(Pointing entries for named objects)
────

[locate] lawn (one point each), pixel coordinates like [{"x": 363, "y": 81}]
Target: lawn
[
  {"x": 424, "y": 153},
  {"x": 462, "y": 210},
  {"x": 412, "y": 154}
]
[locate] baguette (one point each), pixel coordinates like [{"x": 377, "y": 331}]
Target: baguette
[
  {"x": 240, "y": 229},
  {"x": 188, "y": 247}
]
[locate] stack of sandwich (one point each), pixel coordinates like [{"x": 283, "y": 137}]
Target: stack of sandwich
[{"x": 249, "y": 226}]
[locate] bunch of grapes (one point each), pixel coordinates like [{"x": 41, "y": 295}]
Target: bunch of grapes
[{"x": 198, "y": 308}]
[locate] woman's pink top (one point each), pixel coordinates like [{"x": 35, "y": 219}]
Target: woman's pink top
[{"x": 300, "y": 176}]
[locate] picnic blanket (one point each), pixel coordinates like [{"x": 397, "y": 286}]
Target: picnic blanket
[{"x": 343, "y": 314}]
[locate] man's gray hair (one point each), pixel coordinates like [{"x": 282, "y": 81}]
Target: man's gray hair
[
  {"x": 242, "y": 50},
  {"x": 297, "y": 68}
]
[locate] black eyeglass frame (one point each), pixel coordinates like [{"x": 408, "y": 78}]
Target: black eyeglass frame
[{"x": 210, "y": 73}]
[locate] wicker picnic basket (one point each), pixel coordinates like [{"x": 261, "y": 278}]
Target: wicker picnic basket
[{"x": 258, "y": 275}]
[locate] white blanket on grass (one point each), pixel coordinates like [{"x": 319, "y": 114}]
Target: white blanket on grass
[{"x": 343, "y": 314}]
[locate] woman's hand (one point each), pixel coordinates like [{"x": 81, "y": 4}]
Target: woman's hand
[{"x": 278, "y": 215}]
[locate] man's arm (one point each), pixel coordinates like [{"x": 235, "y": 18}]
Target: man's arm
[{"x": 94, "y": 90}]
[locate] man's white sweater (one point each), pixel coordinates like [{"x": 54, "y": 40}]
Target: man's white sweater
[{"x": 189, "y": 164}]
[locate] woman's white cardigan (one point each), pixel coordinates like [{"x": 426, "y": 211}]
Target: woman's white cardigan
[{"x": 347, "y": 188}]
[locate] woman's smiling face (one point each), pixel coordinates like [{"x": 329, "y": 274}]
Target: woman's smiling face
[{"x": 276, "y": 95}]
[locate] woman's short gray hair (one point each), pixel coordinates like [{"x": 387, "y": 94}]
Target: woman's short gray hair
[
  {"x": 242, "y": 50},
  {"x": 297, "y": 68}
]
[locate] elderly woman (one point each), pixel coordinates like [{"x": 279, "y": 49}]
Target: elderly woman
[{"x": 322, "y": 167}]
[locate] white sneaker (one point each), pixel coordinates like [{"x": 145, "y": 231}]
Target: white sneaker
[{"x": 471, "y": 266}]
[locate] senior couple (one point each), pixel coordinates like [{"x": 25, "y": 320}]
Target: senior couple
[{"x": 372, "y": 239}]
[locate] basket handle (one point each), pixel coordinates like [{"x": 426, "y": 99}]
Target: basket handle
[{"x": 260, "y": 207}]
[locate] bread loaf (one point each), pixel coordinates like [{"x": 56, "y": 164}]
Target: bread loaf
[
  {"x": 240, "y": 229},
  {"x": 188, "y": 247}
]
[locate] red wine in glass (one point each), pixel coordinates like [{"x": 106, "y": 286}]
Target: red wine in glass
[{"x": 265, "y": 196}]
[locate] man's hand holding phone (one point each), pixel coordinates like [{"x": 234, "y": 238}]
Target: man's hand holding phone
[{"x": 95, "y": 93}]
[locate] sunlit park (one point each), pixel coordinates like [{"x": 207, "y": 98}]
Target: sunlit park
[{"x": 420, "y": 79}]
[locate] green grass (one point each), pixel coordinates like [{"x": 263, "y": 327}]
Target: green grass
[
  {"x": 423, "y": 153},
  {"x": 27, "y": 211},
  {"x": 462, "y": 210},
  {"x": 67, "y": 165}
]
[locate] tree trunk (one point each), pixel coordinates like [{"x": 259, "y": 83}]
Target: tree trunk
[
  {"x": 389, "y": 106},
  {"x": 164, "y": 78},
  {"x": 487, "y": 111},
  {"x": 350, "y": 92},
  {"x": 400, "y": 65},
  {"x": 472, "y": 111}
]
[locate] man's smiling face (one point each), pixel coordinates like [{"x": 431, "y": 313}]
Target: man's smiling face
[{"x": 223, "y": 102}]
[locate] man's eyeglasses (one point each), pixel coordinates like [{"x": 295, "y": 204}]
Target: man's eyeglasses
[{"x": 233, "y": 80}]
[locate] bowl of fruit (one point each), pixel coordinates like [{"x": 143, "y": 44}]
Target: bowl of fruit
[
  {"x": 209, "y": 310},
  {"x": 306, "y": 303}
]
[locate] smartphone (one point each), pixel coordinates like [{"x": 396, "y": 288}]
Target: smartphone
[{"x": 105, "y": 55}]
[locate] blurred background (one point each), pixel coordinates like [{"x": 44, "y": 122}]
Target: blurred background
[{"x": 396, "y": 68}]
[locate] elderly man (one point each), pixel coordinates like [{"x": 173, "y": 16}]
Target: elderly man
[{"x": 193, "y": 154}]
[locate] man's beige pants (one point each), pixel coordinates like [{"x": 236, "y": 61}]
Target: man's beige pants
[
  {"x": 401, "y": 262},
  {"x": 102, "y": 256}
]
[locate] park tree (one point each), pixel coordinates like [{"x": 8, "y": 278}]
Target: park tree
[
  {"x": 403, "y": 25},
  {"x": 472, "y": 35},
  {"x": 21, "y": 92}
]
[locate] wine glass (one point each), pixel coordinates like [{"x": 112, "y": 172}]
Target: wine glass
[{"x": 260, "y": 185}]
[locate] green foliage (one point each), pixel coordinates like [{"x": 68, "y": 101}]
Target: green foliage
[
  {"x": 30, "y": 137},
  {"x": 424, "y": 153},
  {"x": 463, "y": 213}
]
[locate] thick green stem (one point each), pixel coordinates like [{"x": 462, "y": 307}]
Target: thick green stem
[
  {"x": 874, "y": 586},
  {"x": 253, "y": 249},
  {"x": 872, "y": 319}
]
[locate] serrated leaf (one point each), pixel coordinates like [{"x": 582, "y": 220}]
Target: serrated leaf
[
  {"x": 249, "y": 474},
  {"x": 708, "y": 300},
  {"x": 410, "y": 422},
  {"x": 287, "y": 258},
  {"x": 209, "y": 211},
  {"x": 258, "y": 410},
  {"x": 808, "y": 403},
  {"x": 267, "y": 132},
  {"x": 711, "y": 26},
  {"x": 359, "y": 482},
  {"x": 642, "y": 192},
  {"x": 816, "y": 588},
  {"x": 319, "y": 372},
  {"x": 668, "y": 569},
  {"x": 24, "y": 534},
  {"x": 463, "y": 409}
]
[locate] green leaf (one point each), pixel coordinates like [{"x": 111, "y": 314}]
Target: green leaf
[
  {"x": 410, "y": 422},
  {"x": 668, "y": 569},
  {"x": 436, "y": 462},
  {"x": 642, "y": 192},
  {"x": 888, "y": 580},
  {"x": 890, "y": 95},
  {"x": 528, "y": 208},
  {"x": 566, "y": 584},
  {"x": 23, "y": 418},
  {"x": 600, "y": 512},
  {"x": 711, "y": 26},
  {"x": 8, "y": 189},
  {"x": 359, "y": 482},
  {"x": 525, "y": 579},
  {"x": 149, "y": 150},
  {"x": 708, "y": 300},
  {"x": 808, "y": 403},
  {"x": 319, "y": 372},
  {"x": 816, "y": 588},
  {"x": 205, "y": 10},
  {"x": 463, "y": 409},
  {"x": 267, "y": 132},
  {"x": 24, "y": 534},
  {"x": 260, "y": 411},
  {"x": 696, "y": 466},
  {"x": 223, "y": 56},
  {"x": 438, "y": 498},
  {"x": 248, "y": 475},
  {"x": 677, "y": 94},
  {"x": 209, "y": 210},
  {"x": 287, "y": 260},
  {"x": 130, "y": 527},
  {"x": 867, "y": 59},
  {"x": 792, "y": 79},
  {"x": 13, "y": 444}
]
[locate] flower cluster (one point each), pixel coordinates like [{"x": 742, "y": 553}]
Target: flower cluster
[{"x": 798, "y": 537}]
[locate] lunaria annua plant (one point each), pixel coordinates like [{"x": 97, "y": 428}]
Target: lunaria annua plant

────

▶ Requirements
Please arrange everything from the line containing "[locate] lunaria annua" down to the last line as a numbered list, leaving out any blank lines.

▶ Answer in full
1. [locate] lunaria annua plant (one point each), pixel coordinates like [{"x": 97, "y": 428}]
2. Target: lunaria annua plant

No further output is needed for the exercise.